Dataset items
BEGIN

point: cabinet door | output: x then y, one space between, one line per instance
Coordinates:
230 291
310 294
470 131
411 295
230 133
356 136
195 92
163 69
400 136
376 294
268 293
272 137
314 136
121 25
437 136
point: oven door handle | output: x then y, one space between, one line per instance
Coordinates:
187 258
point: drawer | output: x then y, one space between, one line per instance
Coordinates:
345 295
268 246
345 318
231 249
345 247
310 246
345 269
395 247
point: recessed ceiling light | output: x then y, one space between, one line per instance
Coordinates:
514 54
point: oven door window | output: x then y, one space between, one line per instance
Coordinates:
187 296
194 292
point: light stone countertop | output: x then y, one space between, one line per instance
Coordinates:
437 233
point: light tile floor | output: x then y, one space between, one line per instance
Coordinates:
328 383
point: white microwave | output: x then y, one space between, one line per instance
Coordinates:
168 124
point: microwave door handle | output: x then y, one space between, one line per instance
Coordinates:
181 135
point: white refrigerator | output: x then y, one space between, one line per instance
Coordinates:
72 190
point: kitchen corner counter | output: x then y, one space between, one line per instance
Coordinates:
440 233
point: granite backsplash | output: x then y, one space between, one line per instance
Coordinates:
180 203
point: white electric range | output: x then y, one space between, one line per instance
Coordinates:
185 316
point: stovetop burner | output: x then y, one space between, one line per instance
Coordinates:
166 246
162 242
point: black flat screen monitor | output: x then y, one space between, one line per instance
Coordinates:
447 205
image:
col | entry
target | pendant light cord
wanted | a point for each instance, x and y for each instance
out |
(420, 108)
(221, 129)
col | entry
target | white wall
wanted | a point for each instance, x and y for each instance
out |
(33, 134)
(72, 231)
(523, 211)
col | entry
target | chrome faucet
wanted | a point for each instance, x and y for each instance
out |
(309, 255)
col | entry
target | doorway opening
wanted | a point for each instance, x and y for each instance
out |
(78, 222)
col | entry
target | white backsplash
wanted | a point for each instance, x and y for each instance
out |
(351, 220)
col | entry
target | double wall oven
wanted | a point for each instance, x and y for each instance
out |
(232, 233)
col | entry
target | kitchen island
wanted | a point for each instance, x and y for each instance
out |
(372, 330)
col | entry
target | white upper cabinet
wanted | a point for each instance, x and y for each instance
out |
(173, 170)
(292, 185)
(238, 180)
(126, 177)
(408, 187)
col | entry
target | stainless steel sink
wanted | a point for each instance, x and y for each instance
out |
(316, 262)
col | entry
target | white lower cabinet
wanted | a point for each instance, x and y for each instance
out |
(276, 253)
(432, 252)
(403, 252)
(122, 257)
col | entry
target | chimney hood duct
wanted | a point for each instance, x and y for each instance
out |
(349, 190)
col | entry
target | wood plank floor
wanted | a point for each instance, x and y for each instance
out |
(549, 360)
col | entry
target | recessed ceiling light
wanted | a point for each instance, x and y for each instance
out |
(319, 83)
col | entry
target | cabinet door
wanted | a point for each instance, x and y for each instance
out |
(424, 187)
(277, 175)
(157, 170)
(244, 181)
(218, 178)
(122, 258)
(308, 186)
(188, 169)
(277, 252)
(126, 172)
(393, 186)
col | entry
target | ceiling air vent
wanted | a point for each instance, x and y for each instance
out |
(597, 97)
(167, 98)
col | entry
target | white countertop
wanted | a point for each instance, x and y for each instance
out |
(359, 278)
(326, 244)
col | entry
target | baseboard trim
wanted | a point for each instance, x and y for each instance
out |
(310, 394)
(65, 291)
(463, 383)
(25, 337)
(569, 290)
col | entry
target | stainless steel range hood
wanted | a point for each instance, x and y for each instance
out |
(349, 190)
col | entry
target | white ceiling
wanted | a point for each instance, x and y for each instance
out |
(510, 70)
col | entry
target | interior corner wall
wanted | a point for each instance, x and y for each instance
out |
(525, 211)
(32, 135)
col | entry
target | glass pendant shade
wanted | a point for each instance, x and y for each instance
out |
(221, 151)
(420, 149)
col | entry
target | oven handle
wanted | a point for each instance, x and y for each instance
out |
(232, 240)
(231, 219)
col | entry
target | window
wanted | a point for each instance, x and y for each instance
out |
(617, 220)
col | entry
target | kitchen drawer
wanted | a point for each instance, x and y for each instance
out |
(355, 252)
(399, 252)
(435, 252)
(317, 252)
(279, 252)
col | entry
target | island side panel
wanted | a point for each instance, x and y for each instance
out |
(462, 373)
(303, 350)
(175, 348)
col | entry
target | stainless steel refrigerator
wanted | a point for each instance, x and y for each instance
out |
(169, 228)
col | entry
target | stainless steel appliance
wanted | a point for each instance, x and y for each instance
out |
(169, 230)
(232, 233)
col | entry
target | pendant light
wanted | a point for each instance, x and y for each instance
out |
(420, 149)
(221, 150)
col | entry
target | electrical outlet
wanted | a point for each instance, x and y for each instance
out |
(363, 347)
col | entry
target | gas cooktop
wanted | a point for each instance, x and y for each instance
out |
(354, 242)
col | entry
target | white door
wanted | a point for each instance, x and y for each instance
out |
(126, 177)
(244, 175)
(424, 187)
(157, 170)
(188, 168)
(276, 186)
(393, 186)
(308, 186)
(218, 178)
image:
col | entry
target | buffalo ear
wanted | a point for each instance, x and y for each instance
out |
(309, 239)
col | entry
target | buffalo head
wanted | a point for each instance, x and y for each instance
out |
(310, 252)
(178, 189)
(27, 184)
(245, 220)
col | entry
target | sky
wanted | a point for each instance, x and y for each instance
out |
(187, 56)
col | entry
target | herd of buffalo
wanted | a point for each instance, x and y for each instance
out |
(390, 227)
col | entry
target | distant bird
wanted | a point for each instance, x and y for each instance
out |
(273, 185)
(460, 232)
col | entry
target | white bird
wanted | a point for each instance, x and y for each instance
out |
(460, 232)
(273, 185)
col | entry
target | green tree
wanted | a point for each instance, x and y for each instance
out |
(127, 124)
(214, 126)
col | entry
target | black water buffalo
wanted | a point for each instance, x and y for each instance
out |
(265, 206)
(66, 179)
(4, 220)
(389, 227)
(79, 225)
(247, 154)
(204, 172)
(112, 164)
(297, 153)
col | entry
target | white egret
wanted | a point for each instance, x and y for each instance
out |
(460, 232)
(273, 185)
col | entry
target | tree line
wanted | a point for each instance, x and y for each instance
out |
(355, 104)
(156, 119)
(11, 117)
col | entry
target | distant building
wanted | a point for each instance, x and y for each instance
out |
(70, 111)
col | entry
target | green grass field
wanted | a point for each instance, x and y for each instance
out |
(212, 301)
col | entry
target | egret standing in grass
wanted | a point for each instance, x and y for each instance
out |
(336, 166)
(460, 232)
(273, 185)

END

Task details - Across the records above, show each line containing the word "grass".

Task output -
target | green grass field
target | egret standing in grass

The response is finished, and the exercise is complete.